Soft prompt learning for BERT and GPT using Transformers


Does the Transformers library have an easy way to only finetune the embeddings of select few tokens in a Transformer model? (For example: the [unused1] [unused2] [unused3] tokens).

I want to try to generate “soft prompts” without updating the entire embedding layer of the Transformer.

I suppose that changing the model myself is always an option, but I wonder that the easiest way to achieve this would be, if this is the best option. I would like to be able to use this on different types of models (e.g. BERT and GPT), if this is possible.


@FremyCompany Any updates on this? I am having the same inquiry!

@niklasstoehr Hi! As a matter of fact, I have written code that can achieve this, but it’s not 100% usable because I didn’t move along very far in that specific experiment. Feel free to use it as a base for your work, though :slight_smile:

import torch
import torch.nn as nn

class PartialOverrideEmbedding(nn.Module):
    def __init__(self, 
                wte: nn.Embedding,
                start_override: int = 110, # [unused100] for my transformer
                length_override: int = 800, # [unused900] for my transformer
                initialize_from_vocab: bool = True):
        """appends learned embedding to 
            wte (nn.Embedding): original transformer word embedding
            start_override (int, optional): first token id which will be trained separately. Defaults to 110 ([unused100] for BERT).
            length_override (int, optional): how many tokens are to be trained separately after the first. Defaults to 800 ([unused900] for BERT).
            initialize_from_vocab (bool, optional): initalizes from default vocab. Defaults to True.

Problem to solve: Carry on the forum thread about soft prompt learning from the point where it stops. The items that come next are separate material and have no connection to the forum thread.

Dataset entries

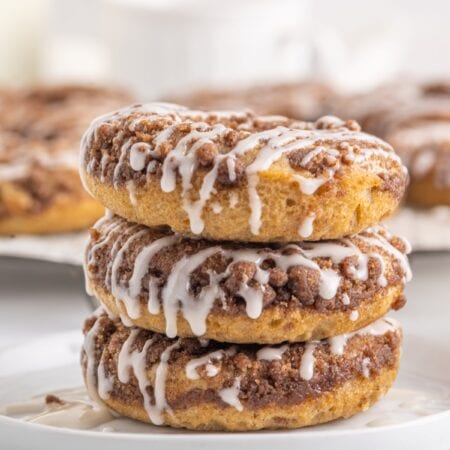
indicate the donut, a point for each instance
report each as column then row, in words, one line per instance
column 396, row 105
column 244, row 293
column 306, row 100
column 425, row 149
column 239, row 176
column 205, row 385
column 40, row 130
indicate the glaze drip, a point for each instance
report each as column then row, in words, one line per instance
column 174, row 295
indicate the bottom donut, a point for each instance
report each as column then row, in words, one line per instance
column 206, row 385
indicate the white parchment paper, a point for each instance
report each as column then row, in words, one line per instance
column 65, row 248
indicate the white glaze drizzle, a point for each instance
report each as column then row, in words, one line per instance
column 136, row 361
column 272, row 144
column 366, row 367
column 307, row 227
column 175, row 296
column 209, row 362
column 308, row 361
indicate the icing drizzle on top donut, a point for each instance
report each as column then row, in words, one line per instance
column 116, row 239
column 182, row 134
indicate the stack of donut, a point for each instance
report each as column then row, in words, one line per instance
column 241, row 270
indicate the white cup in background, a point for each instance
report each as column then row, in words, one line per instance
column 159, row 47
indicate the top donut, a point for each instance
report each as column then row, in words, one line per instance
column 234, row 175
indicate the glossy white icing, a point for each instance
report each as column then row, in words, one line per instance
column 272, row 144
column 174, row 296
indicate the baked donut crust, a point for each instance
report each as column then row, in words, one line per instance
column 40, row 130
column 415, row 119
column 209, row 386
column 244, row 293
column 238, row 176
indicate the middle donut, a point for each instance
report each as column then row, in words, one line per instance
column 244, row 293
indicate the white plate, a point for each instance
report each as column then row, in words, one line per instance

---

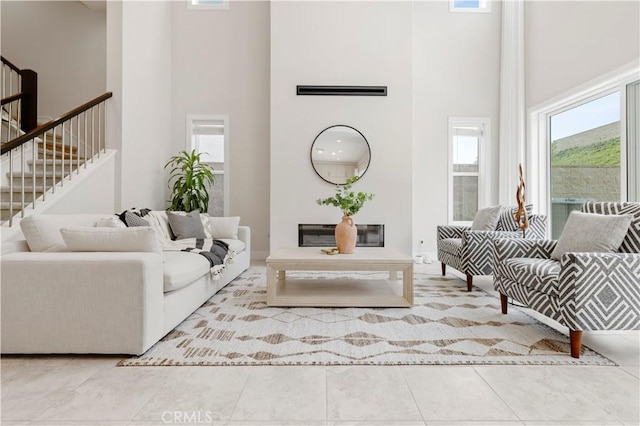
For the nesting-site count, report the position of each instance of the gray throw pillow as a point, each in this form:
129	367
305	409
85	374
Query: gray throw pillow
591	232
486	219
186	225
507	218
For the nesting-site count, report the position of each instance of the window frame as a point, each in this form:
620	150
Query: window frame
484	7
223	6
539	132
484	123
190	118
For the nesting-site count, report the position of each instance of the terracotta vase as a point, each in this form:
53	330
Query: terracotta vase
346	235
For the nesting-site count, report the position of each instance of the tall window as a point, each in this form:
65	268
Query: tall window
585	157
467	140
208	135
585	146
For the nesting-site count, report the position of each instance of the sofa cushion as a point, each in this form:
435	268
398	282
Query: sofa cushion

Exercise output:
        super(PartialOverrideEmbedding, self).__init__()
        self.start_override = start_override
        self.length_override = length_override
        self.wte = wte
        self.wte_override = nn.Embedding(
            length_override, wte.weight.shape[1]
        if initialize_from_vocab:
            self.wte_override.weight[:] = self.wte.weight[self.start_override:self.start_override+self.length_override]
        self.initial_start_override = start_override
        self.initial_length_override = length_override
    def forward(self, tokens):
        """run forward pass
            tokens (torch.long): input tokens before encoding
            torch.float: encoding of text concatenated with learned task specifc embedding
        # Detect which tokens are not in range for the override, and prepare masks for them
        mask_below = (tokens < self.start_override) 
        mask_above = (tokens >= self.start_override + self.length_override)
        mask_out = torch.logical_or(mask_below, mask_above)

        embedded_tokens = self.wte(tokens)

        # Every token without representation has to be brought into appropriate range
        modified_tokens = tokens - self.start_override
        # Zero out the ones which already have pretrained embedding
        modified_tokens[mask_out] = 0
        # Get the
        embedded_tokens_after_override = self.wte_override(modified_tokens)

        # And finally change appropriate tokens from placeholder embedding created by
        # pretrained into trainable embeddings.
        #return embedded_tokens * torch.logical_not(mask_out) + embedded_tokens_after_override * mask_out
        embedded_tokens_after_override[mask_out] = embedded_tokens[mask_out]

        return embedded_tokens_after_override

    def commit_changes(self):
        with torch.no_grad():
            self.wte.weight[self.initial_start_override:self.initial_start_override+self.initial_length_override] = self.wte_override.weight[:].detach().clone()

The gist of the trick is to:

  1. freeze the embeddings layer of a pretrained model
  2. wrap that embedding layer in the one above
  3. replace the embedding layer of a pretrained model with the wrapped one
  4. train your model, only the embeddings in the wrapper will get trained
  5. commit the changes, so the wrapped embedding gets updated with the new values from the wrapper
  6. restore the wrapped embedding layer in the transformer before saving, by discarding the wrapper (you will not be able to save properly if your transformer still contains that wrapper embedding layer).

If you need to update more tokens that are not in a range, you will actually have to create multiple wrappers within each other. That would require changes in the code to support that.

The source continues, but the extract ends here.